**Requirements**
Report how many lines of the rows below contain the word "black". Reply with the number only.

**Items from a labeling collection**
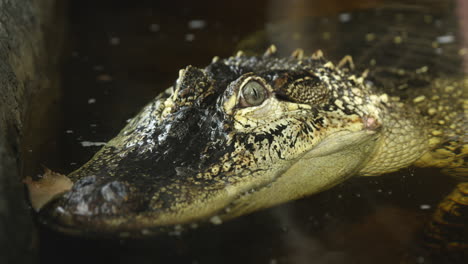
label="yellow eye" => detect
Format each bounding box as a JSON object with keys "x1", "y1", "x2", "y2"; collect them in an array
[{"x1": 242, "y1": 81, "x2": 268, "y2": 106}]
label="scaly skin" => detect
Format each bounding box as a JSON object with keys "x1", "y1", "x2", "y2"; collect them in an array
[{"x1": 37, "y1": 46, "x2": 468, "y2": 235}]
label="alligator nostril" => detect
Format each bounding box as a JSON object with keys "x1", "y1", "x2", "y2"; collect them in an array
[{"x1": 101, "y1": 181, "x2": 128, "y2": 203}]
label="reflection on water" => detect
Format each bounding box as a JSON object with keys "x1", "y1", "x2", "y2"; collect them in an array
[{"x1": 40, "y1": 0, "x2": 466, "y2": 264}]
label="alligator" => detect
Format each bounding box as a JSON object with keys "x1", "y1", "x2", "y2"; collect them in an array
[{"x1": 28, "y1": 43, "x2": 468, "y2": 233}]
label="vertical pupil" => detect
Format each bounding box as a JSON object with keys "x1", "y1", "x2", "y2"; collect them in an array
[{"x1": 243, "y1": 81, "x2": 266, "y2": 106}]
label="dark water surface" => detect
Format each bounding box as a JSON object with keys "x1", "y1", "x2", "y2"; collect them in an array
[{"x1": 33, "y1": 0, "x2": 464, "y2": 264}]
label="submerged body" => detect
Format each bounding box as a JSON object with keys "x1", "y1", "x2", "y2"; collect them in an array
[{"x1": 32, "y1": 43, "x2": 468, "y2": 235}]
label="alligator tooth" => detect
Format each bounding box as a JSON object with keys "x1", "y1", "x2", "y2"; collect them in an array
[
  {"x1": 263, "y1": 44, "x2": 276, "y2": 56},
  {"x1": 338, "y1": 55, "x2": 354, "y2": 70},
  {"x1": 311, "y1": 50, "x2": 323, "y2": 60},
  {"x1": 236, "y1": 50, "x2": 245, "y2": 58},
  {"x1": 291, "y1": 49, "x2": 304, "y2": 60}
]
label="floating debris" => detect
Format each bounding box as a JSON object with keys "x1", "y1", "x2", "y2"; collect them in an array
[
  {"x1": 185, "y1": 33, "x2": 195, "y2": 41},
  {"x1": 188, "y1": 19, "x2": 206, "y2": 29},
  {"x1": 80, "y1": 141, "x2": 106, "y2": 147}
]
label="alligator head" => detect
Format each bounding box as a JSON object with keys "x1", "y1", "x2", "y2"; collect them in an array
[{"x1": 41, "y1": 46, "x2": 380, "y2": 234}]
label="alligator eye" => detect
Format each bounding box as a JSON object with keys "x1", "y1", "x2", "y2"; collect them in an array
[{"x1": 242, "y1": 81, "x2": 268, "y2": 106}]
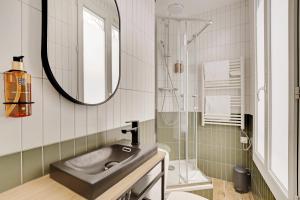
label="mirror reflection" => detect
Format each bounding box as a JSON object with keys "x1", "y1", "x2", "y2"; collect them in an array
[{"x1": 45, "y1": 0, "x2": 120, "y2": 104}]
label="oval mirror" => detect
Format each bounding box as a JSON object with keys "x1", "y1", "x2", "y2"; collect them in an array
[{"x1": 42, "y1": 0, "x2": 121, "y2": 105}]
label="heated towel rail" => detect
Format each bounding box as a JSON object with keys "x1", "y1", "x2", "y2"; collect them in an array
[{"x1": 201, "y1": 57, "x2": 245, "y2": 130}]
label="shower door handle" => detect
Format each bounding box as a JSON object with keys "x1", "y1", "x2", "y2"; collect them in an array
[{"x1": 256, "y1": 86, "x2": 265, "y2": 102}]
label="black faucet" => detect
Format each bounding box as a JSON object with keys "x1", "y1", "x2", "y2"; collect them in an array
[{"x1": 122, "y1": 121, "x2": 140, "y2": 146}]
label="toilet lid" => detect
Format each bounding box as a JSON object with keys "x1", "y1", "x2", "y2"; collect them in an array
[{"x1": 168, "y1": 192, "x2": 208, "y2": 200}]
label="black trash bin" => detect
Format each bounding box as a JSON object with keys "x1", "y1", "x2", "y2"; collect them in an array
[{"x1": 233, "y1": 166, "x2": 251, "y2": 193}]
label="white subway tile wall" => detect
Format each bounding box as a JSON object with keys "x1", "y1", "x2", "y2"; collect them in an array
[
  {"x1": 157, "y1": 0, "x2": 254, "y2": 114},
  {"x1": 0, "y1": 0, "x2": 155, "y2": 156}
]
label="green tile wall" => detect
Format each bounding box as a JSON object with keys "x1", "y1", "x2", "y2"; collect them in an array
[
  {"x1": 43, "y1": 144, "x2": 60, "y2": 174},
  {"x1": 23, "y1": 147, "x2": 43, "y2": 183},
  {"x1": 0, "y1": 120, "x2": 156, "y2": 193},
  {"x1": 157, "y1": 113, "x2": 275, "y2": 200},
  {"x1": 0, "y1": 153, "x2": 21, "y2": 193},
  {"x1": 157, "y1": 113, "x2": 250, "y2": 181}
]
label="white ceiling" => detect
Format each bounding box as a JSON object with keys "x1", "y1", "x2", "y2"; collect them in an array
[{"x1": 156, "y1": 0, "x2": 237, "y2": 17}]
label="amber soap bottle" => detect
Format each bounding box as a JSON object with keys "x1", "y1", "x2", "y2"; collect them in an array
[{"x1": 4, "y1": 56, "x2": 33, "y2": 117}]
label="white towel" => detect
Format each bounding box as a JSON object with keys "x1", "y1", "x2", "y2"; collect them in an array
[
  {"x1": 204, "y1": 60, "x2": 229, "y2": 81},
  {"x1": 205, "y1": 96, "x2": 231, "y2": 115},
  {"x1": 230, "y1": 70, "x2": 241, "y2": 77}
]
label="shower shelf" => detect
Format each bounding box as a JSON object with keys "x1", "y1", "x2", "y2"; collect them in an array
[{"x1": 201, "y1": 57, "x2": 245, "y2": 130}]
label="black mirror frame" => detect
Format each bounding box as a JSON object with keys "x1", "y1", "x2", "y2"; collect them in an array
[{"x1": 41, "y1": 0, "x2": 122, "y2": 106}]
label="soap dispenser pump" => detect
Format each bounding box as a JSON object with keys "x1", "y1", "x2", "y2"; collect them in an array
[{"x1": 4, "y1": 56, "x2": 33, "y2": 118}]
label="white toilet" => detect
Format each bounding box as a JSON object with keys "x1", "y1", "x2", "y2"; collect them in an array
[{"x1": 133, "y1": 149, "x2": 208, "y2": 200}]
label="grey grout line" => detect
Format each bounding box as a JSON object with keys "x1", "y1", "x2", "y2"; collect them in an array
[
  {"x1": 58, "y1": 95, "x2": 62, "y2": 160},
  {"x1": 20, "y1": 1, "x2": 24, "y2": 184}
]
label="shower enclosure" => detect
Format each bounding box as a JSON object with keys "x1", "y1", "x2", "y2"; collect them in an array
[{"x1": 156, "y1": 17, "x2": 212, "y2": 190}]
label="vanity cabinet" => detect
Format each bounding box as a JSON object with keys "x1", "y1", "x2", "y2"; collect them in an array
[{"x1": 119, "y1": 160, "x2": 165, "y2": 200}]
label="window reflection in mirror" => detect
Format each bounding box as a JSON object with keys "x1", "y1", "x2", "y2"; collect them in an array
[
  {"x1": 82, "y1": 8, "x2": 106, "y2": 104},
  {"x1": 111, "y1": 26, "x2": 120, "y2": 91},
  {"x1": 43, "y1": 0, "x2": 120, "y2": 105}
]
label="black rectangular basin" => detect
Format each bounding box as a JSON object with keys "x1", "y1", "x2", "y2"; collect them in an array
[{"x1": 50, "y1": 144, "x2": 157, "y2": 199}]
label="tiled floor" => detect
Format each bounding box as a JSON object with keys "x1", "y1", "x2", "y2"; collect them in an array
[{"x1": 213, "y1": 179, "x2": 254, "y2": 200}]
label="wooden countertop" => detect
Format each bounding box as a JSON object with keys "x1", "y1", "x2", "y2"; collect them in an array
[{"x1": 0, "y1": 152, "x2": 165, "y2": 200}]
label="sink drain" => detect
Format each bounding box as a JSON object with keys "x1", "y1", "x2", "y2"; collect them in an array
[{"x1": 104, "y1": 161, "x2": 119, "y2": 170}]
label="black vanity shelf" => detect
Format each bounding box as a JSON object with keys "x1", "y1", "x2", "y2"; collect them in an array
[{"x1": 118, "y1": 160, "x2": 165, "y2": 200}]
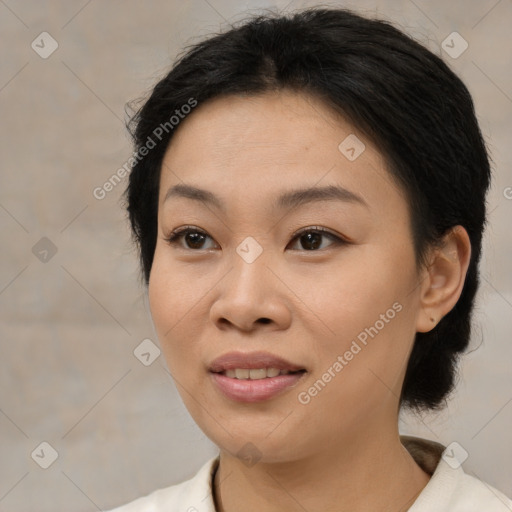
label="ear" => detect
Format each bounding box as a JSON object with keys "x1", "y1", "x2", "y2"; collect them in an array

**Output for this exercise**
5